*** Opening of Material provided ***

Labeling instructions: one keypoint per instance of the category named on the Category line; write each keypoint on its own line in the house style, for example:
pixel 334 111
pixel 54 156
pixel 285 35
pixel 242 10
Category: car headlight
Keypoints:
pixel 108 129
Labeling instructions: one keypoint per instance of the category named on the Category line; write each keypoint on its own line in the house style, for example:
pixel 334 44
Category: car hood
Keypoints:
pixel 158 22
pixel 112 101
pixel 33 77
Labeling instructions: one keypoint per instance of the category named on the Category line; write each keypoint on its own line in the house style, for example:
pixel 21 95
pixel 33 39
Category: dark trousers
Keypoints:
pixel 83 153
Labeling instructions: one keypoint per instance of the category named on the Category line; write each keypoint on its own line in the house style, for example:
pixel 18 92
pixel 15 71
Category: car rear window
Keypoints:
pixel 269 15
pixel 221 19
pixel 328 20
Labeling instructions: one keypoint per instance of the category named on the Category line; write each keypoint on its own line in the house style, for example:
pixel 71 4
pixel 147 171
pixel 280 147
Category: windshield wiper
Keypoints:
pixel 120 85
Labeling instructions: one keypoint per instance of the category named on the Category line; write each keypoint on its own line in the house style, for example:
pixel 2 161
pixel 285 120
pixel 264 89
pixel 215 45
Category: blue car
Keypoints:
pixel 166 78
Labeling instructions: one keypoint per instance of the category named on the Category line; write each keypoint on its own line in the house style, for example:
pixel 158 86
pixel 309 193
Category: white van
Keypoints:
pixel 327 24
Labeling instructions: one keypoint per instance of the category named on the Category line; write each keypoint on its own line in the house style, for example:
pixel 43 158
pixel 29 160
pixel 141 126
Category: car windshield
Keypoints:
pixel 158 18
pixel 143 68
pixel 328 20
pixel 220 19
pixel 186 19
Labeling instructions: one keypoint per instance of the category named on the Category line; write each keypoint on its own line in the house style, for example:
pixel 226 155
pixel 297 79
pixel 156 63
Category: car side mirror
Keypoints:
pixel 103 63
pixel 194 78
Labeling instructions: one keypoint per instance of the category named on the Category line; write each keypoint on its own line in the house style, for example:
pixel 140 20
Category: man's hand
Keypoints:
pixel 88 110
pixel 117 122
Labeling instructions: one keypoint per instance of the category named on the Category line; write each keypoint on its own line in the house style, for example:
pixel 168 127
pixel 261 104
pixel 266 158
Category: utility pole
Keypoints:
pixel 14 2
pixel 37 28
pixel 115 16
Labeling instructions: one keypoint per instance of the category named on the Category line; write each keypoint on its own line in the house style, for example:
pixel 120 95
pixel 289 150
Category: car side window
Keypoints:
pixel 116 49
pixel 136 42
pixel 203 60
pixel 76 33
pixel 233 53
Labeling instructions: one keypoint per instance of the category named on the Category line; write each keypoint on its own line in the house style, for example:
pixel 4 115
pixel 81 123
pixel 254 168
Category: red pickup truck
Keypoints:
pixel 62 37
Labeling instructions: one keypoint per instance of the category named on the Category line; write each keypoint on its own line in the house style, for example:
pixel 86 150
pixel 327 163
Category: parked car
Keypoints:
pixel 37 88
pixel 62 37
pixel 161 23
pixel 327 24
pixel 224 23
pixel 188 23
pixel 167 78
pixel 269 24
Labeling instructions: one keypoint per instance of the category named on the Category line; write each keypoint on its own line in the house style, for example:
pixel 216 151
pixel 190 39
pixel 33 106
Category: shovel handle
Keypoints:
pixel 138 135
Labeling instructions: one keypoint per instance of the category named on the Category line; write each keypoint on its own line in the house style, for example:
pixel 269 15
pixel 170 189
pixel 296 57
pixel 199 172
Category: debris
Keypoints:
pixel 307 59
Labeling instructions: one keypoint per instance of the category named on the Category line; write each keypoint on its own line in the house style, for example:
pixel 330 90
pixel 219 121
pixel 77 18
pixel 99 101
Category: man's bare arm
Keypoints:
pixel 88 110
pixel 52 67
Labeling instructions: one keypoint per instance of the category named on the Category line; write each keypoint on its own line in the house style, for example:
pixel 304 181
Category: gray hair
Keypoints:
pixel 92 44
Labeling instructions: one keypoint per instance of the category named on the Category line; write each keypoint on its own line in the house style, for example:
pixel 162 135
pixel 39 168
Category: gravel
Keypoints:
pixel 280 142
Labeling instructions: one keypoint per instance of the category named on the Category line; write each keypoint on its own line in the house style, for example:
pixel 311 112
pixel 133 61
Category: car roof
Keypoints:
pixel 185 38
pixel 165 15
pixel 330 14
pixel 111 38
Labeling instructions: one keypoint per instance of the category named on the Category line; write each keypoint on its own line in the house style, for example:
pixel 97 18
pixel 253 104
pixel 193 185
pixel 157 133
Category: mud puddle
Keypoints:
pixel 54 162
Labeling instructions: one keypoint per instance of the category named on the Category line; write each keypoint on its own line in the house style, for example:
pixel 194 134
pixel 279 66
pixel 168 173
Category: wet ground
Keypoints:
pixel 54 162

*** Close of Material provided ***

■ Exercise objective
Only the lines above from the one with "pixel 133 61" up to and including the one with "pixel 97 18" should be repeated, exactly as written.

■ The completed task
pixel 133 61
Category: car roof
Keypoints:
pixel 185 38
pixel 165 15
pixel 330 14
pixel 111 38
Labeling instructions: one keypoint per instance of the category named on the Category line; write each keypoint on its own line in the house style, for example:
pixel 97 18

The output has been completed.